[Entries from a dataset]
┄┄┄┄┄┄
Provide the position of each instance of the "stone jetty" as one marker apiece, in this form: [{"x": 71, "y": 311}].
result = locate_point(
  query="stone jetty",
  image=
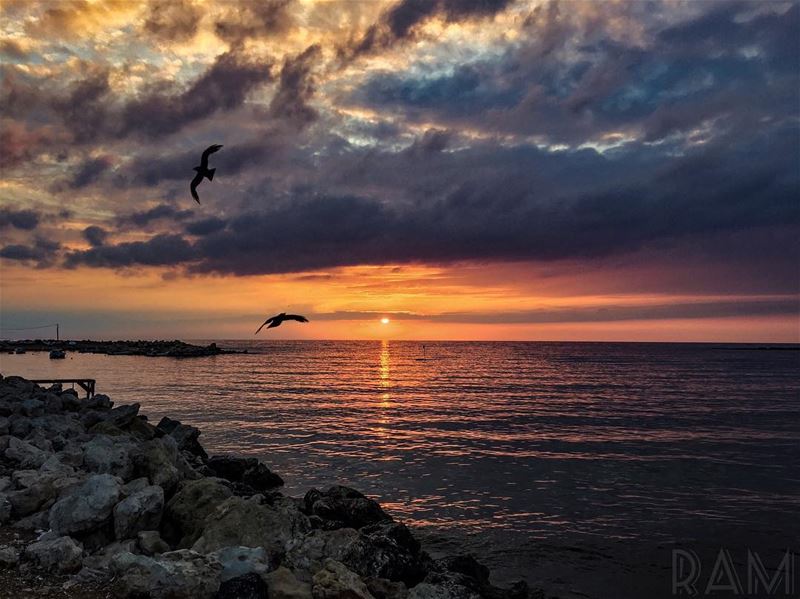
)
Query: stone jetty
[
  {"x": 169, "y": 349},
  {"x": 96, "y": 501}
]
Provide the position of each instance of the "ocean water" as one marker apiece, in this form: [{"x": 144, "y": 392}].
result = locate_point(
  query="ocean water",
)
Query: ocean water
[{"x": 578, "y": 467}]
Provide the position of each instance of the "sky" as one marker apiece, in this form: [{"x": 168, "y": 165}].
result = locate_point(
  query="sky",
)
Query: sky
[{"x": 465, "y": 169}]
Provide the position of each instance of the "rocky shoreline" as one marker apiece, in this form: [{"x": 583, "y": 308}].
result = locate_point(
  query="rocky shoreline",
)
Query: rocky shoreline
[
  {"x": 169, "y": 349},
  {"x": 96, "y": 501}
]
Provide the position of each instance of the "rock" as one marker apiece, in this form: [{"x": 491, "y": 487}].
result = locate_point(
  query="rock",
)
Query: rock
[
  {"x": 246, "y": 586},
  {"x": 283, "y": 584},
  {"x": 245, "y": 470},
  {"x": 53, "y": 404},
  {"x": 377, "y": 554},
  {"x": 62, "y": 554},
  {"x": 9, "y": 557},
  {"x": 242, "y": 560},
  {"x": 35, "y": 521},
  {"x": 32, "y": 407},
  {"x": 180, "y": 574},
  {"x": 87, "y": 507},
  {"x": 151, "y": 543},
  {"x": 100, "y": 561},
  {"x": 140, "y": 511},
  {"x": 106, "y": 428},
  {"x": 122, "y": 416},
  {"x": 247, "y": 522},
  {"x": 185, "y": 436},
  {"x": 380, "y": 588},
  {"x": 156, "y": 460},
  {"x": 25, "y": 454},
  {"x": 335, "y": 581},
  {"x": 5, "y": 509},
  {"x": 186, "y": 512},
  {"x": 99, "y": 402},
  {"x": 342, "y": 507}
]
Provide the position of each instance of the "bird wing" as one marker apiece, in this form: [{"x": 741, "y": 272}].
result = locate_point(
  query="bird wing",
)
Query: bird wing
[
  {"x": 208, "y": 150},
  {"x": 267, "y": 321},
  {"x": 193, "y": 186},
  {"x": 296, "y": 317}
]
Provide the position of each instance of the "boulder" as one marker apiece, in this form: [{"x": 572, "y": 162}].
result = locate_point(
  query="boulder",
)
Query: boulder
[
  {"x": 248, "y": 522},
  {"x": 151, "y": 543},
  {"x": 179, "y": 574},
  {"x": 32, "y": 407},
  {"x": 87, "y": 507},
  {"x": 140, "y": 511},
  {"x": 9, "y": 556},
  {"x": 335, "y": 581},
  {"x": 156, "y": 459},
  {"x": 237, "y": 561},
  {"x": 246, "y": 586},
  {"x": 380, "y": 588},
  {"x": 25, "y": 454},
  {"x": 186, "y": 512},
  {"x": 248, "y": 471},
  {"x": 99, "y": 402},
  {"x": 283, "y": 584},
  {"x": 342, "y": 507},
  {"x": 122, "y": 416},
  {"x": 5, "y": 508},
  {"x": 185, "y": 436},
  {"x": 62, "y": 554}
]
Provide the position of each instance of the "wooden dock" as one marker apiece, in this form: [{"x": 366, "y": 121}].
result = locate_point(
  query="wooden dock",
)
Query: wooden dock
[{"x": 85, "y": 384}]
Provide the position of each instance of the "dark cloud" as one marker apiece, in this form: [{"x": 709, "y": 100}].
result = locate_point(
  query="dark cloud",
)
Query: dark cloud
[
  {"x": 96, "y": 236},
  {"x": 89, "y": 171},
  {"x": 246, "y": 19},
  {"x": 206, "y": 226},
  {"x": 43, "y": 252},
  {"x": 145, "y": 217},
  {"x": 172, "y": 20},
  {"x": 224, "y": 86},
  {"x": 295, "y": 89},
  {"x": 161, "y": 250},
  {"x": 400, "y": 21},
  {"x": 718, "y": 70},
  {"x": 27, "y": 220}
]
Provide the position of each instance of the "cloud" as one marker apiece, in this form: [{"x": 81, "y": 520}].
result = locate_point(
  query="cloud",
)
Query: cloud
[
  {"x": 206, "y": 226},
  {"x": 42, "y": 251},
  {"x": 26, "y": 220},
  {"x": 161, "y": 250},
  {"x": 144, "y": 217},
  {"x": 96, "y": 236},
  {"x": 246, "y": 19},
  {"x": 172, "y": 20},
  {"x": 295, "y": 89},
  {"x": 400, "y": 21}
]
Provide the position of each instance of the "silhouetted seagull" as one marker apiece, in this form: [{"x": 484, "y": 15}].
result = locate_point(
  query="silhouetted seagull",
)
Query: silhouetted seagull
[
  {"x": 203, "y": 171},
  {"x": 276, "y": 321}
]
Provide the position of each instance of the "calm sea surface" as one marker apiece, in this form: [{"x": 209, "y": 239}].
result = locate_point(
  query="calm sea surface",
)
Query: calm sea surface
[{"x": 576, "y": 466}]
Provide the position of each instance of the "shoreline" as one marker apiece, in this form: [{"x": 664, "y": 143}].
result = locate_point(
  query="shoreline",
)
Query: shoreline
[
  {"x": 153, "y": 349},
  {"x": 122, "y": 506}
]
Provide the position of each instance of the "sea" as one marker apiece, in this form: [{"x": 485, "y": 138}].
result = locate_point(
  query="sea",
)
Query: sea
[{"x": 600, "y": 470}]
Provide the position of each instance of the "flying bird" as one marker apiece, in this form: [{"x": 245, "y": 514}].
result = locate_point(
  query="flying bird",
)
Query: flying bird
[
  {"x": 203, "y": 171},
  {"x": 276, "y": 321}
]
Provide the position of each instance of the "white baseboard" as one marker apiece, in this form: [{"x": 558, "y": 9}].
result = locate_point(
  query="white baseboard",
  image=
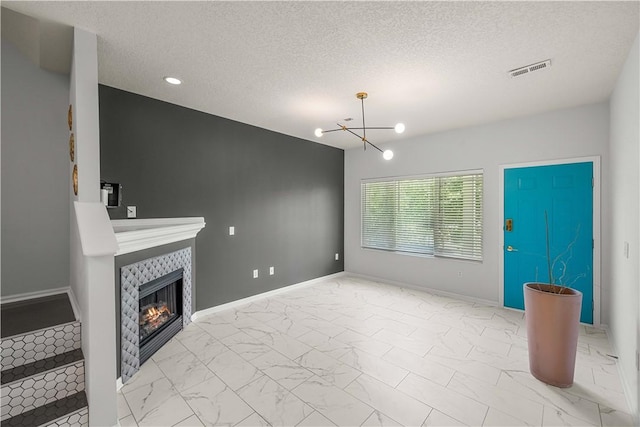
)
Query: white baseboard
[
  {"x": 626, "y": 387},
  {"x": 32, "y": 295},
  {"x": 243, "y": 301},
  {"x": 426, "y": 289},
  {"x": 74, "y": 305}
]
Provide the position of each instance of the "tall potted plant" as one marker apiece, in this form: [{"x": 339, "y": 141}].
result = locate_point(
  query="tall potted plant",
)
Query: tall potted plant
[{"x": 552, "y": 313}]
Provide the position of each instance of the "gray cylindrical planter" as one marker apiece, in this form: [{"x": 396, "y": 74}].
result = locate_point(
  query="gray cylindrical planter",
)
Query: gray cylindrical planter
[{"x": 553, "y": 322}]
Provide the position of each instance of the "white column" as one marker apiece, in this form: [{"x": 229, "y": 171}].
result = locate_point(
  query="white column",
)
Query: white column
[{"x": 93, "y": 242}]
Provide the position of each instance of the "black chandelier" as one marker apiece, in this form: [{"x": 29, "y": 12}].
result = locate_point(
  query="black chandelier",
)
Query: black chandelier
[{"x": 386, "y": 154}]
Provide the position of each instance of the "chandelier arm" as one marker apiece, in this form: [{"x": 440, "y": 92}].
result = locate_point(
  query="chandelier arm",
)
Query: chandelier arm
[
  {"x": 374, "y": 146},
  {"x": 369, "y": 128},
  {"x": 364, "y": 127},
  {"x": 353, "y": 133}
]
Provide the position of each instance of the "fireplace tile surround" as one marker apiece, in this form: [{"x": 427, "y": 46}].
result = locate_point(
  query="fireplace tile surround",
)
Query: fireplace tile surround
[{"x": 133, "y": 276}]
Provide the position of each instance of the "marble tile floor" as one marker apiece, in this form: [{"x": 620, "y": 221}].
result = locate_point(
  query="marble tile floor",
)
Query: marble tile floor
[{"x": 354, "y": 352}]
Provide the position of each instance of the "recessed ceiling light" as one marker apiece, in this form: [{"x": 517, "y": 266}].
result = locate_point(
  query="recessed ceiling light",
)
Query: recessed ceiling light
[{"x": 172, "y": 80}]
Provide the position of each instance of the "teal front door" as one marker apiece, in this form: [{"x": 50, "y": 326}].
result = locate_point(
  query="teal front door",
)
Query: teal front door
[{"x": 565, "y": 193}]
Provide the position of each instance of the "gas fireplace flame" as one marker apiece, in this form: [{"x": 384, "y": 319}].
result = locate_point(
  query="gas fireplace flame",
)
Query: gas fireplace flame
[{"x": 152, "y": 314}]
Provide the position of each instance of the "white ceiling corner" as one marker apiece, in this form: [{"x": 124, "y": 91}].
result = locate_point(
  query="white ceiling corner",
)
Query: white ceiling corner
[{"x": 294, "y": 66}]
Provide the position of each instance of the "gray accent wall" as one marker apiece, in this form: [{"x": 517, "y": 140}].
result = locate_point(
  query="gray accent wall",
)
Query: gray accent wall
[
  {"x": 283, "y": 195},
  {"x": 35, "y": 176}
]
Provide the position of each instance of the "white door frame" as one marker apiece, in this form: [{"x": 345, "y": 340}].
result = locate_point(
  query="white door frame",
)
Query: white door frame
[{"x": 597, "y": 254}]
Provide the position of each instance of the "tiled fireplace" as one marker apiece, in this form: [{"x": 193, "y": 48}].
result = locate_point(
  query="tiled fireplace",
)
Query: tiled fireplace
[{"x": 155, "y": 305}]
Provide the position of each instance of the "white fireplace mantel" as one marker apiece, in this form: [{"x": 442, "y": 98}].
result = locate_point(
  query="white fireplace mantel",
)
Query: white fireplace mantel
[{"x": 137, "y": 234}]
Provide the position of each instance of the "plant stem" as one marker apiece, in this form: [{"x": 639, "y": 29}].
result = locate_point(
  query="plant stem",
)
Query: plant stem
[{"x": 546, "y": 227}]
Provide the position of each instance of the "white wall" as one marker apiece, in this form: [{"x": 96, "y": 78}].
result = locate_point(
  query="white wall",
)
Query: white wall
[
  {"x": 35, "y": 189},
  {"x": 570, "y": 133},
  {"x": 624, "y": 276}
]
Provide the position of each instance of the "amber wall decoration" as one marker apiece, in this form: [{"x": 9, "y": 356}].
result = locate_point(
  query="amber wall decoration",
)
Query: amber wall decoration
[
  {"x": 75, "y": 179},
  {"x": 72, "y": 148}
]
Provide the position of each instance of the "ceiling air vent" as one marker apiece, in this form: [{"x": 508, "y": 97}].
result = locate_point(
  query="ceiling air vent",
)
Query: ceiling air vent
[{"x": 530, "y": 68}]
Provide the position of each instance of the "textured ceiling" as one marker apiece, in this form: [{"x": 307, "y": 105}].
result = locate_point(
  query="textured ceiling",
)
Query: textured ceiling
[{"x": 294, "y": 66}]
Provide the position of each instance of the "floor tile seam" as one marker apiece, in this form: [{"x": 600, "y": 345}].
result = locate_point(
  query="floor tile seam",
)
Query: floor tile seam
[
  {"x": 396, "y": 389},
  {"x": 296, "y": 363},
  {"x": 12, "y": 337},
  {"x": 343, "y": 390},
  {"x": 77, "y": 362},
  {"x": 517, "y": 416},
  {"x": 548, "y": 401},
  {"x": 287, "y": 391},
  {"x": 572, "y": 415},
  {"x": 56, "y": 367},
  {"x": 67, "y": 415}
]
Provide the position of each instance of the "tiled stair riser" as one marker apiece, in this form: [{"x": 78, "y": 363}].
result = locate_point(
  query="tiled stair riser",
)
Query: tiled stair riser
[
  {"x": 22, "y": 349},
  {"x": 77, "y": 419},
  {"x": 26, "y": 394}
]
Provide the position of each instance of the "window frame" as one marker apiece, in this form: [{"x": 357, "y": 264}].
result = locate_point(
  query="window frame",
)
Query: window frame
[{"x": 434, "y": 254}]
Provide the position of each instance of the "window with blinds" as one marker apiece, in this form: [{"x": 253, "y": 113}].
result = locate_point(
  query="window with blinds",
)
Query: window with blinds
[{"x": 438, "y": 215}]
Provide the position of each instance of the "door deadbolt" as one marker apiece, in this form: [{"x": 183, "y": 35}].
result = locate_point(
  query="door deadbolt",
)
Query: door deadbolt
[{"x": 508, "y": 224}]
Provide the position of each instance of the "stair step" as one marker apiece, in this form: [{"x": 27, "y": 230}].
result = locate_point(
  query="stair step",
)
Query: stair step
[
  {"x": 68, "y": 411},
  {"x": 40, "y": 366},
  {"x": 25, "y": 316},
  {"x": 38, "y": 389},
  {"x": 29, "y": 347}
]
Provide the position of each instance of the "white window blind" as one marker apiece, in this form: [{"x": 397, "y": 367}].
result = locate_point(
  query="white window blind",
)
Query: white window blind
[{"x": 439, "y": 215}]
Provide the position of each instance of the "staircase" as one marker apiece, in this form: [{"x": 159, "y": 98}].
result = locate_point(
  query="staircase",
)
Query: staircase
[{"x": 42, "y": 364}]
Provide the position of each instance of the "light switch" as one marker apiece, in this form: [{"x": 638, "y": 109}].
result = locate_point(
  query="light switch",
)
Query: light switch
[{"x": 626, "y": 250}]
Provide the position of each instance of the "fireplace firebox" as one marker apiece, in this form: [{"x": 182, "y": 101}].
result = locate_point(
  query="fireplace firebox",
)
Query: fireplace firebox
[{"x": 160, "y": 312}]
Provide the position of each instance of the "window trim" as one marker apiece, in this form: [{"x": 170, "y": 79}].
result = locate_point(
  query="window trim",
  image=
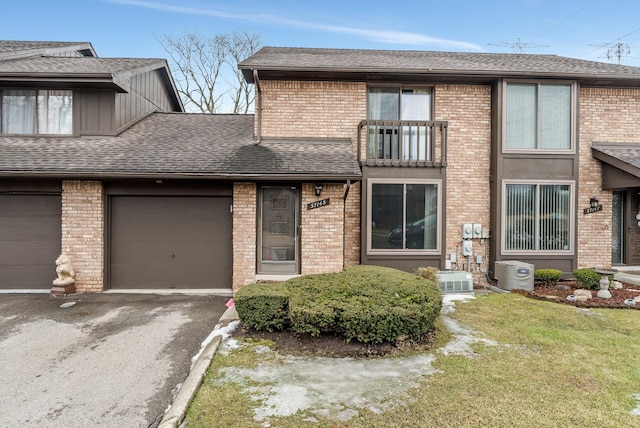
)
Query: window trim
[
  {"x": 400, "y": 87},
  {"x": 403, "y": 252},
  {"x": 572, "y": 217},
  {"x": 37, "y": 111},
  {"x": 573, "y": 104}
]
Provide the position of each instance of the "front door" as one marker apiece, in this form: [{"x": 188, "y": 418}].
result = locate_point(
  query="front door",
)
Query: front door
[
  {"x": 625, "y": 248},
  {"x": 278, "y": 237}
]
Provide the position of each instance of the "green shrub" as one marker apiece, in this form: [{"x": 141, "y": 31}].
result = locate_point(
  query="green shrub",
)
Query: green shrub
[
  {"x": 263, "y": 306},
  {"x": 588, "y": 277},
  {"x": 549, "y": 277},
  {"x": 371, "y": 304}
]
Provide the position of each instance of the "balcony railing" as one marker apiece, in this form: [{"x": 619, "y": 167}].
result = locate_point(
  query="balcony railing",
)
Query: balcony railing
[{"x": 403, "y": 143}]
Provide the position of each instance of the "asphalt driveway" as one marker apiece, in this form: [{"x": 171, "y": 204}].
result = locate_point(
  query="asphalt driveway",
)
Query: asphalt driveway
[{"x": 111, "y": 360}]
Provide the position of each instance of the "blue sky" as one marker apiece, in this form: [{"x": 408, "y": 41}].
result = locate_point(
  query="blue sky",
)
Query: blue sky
[{"x": 586, "y": 29}]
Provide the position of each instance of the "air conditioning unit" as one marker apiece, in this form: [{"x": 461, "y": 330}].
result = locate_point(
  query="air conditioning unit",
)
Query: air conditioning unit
[
  {"x": 455, "y": 281},
  {"x": 512, "y": 274}
]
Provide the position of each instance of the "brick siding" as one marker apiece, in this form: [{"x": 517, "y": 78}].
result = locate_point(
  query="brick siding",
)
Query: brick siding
[
  {"x": 83, "y": 232},
  {"x": 607, "y": 115},
  {"x": 467, "y": 108},
  {"x": 244, "y": 234}
]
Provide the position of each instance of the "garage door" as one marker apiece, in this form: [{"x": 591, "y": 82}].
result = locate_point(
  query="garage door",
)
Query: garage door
[
  {"x": 30, "y": 234},
  {"x": 176, "y": 242}
]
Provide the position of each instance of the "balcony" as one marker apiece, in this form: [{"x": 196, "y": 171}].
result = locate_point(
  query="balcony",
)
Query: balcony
[{"x": 403, "y": 143}]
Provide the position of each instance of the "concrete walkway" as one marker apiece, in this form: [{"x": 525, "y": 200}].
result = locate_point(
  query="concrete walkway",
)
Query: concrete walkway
[{"x": 111, "y": 360}]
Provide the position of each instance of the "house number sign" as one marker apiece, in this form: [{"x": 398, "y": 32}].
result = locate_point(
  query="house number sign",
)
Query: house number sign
[{"x": 318, "y": 204}]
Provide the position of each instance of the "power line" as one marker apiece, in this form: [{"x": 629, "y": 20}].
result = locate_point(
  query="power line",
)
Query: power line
[{"x": 518, "y": 46}]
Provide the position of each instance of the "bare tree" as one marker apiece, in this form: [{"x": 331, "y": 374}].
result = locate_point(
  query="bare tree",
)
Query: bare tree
[
  {"x": 240, "y": 46},
  {"x": 206, "y": 69}
]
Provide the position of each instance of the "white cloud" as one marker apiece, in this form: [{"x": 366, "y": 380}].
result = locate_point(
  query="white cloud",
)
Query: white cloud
[{"x": 380, "y": 36}]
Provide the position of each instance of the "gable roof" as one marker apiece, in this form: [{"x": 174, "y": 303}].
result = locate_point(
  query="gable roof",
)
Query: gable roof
[
  {"x": 46, "y": 64},
  {"x": 179, "y": 145},
  {"x": 276, "y": 61},
  {"x": 21, "y": 49},
  {"x": 624, "y": 156}
]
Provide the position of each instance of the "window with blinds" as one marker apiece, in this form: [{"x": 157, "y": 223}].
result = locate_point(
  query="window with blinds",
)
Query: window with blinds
[
  {"x": 538, "y": 117},
  {"x": 537, "y": 217}
]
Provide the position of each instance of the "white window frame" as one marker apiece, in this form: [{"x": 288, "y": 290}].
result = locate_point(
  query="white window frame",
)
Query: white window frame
[
  {"x": 573, "y": 115},
  {"x": 401, "y": 251},
  {"x": 572, "y": 217}
]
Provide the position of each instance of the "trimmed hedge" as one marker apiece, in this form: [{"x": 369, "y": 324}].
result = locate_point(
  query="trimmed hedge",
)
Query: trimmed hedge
[
  {"x": 263, "y": 307},
  {"x": 371, "y": 304},
  {"x": 588, "y": 277},
  {"x": 550, "y": 277}
]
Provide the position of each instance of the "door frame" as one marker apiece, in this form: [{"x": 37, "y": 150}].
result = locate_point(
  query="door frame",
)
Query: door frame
[{"x": 270, "y": 267}]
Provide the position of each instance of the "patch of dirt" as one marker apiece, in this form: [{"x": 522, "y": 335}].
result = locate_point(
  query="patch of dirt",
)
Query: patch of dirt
[
  {"x": 328, "y": 345},
  {"x": 565, "y": 288}
]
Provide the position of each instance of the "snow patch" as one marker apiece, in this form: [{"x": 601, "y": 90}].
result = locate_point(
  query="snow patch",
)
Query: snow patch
[
  {"x": 218, "y": 330},
  {"x": 329, "y": 387},
  {"x": 636, "y": 411},
  {"x": 463, "y": 337}
]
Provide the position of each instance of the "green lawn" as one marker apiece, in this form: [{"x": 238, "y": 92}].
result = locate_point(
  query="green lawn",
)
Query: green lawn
[{"x": 528, "y": 363}]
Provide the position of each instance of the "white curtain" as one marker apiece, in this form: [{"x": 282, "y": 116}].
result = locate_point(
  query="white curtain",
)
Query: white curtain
[
  {"x": 18, "y": 112},
  {"x": 55, "y": 110},
  {"x": 555, "y": 117},
  {"x": 521, "y": 116}
]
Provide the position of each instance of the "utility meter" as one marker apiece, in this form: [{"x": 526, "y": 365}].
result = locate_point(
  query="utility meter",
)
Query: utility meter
[
  {"x": 467, "y": 231},
  {"x": 467, "y": 248}
]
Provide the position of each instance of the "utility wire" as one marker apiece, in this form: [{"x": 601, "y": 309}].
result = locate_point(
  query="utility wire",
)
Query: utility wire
[{"x": 564, "y": 20}]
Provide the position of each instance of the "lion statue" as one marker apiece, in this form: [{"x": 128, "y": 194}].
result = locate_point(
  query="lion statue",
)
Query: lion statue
[{"x": 66, "y": 275}]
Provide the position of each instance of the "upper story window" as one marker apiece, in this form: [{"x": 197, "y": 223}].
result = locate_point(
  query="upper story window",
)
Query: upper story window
[
  {"x": 539, "y": 117},
  {"x": 36, "y": 112},
  {"x": 399, "y": 125}
]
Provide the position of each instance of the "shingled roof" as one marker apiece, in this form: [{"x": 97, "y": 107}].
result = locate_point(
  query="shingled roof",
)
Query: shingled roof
[
  {"x": 178, "y": 145},
  {"x": 22, "y": 49},
  {"x": 431, "y": 63},
  {"x": 624, "y": 156}
]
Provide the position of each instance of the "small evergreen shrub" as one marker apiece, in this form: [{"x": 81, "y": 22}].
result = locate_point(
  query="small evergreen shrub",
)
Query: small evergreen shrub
[
  {"x": 549, "y": 277},
  {"x": 263, "y": 306},
  {"x": 588, "y": 277},
  {"x": 371, "y": 304}
]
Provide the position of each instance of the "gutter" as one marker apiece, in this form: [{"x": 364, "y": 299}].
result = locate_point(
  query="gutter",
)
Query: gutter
[{"x": 258, "y": 106}]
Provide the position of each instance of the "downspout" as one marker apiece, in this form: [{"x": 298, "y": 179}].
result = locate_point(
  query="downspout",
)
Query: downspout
[
  {"x": 344, "y": 222},
  {"x": 258, "y": 107}
]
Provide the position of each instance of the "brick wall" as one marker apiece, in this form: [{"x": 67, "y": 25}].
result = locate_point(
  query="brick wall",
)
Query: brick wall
[
  {"x": 83, "y": 232},
  {"x": 317, "y": 109},
  {"x": 352, "y": 226},
  {"x": 244, "y": 234},
  {"x": 322, "y": 235},
  {"x": 606, "y": 115},
  {"x": 313, "y": 109},
  {"x": 468, "y": 110}
]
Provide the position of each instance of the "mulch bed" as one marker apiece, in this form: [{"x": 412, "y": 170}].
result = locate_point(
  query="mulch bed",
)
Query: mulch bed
[{"x": 559, "y": 294}]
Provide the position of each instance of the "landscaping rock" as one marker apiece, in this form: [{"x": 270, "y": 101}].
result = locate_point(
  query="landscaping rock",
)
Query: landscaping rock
[{"x": 583, "y": 294}]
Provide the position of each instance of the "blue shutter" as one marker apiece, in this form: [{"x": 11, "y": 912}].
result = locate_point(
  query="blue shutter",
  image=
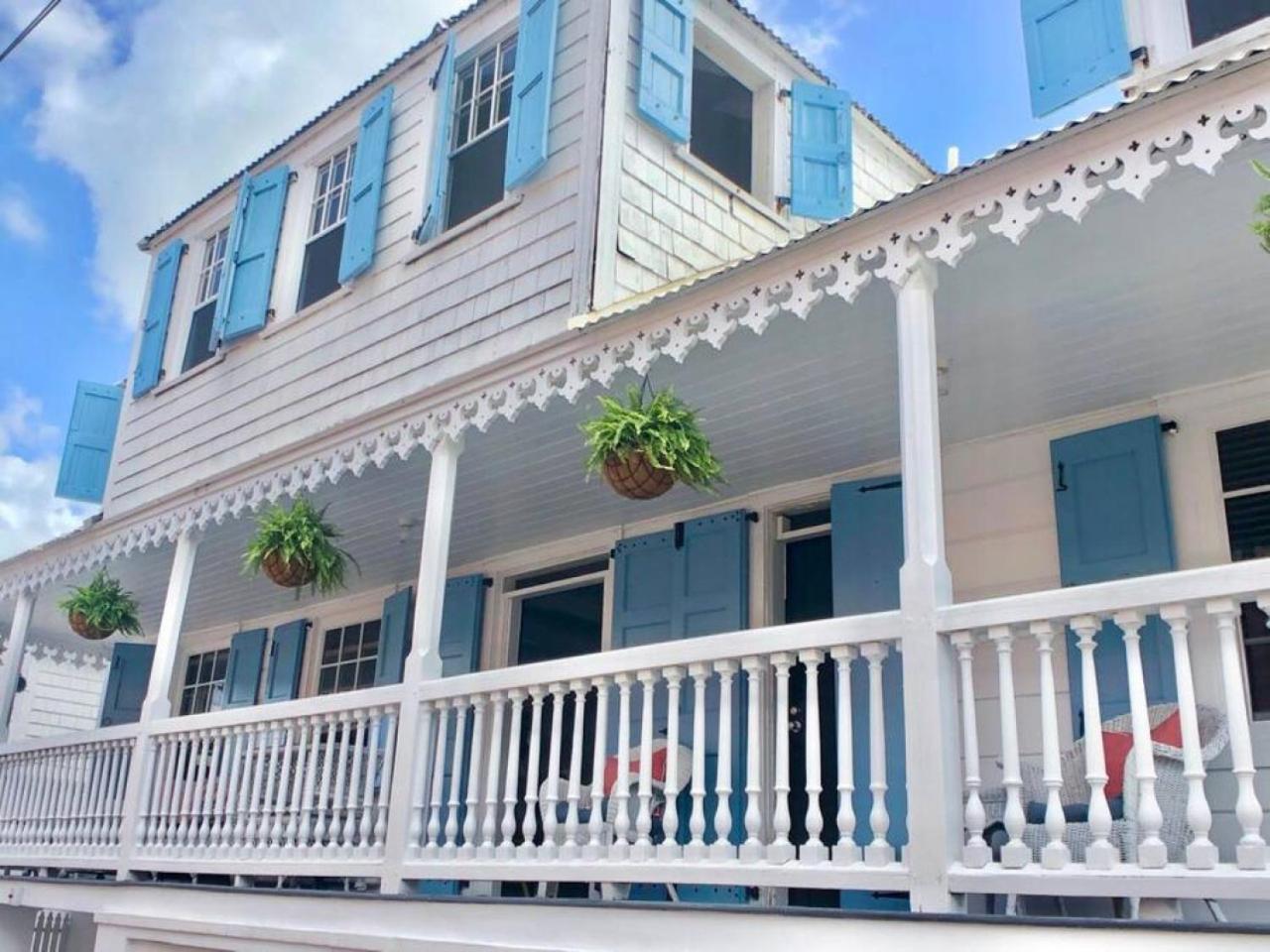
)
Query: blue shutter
[
  {"x": 154, "y": 327},
  {"x": 89, "y": 442},
  {"x": 127, "y": 683},
  {"x": 253, "y": 250},
  {"x": 867, "y": 551},
  {"x": 286, "y": 661},
  {"x": 1074, "y": 48},
  {"x": 461, "y": 621},
  {"x": 439, "y": 171},
  {"x": 666, "y": 66},
  {"x": 395, "y": 636},
  {"x": 531, "y": 90},
  {"x": 363, "y": 204},
  {"x": 821, "y": 153},
  {"x": 244, "y": 669},
  {"x": 1111, "y": 509}
]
┄┄┄┄┄┄
* [Exercise task]: Could you collect and copy out every line of the data above that contains the word "water"?

* [Problem solution]:
Provide the position of each instance of the "ocean water" as one marker apiece, in this form: [{"x": 144, "y": 392}].
  query="ocean water",
Query: ocean water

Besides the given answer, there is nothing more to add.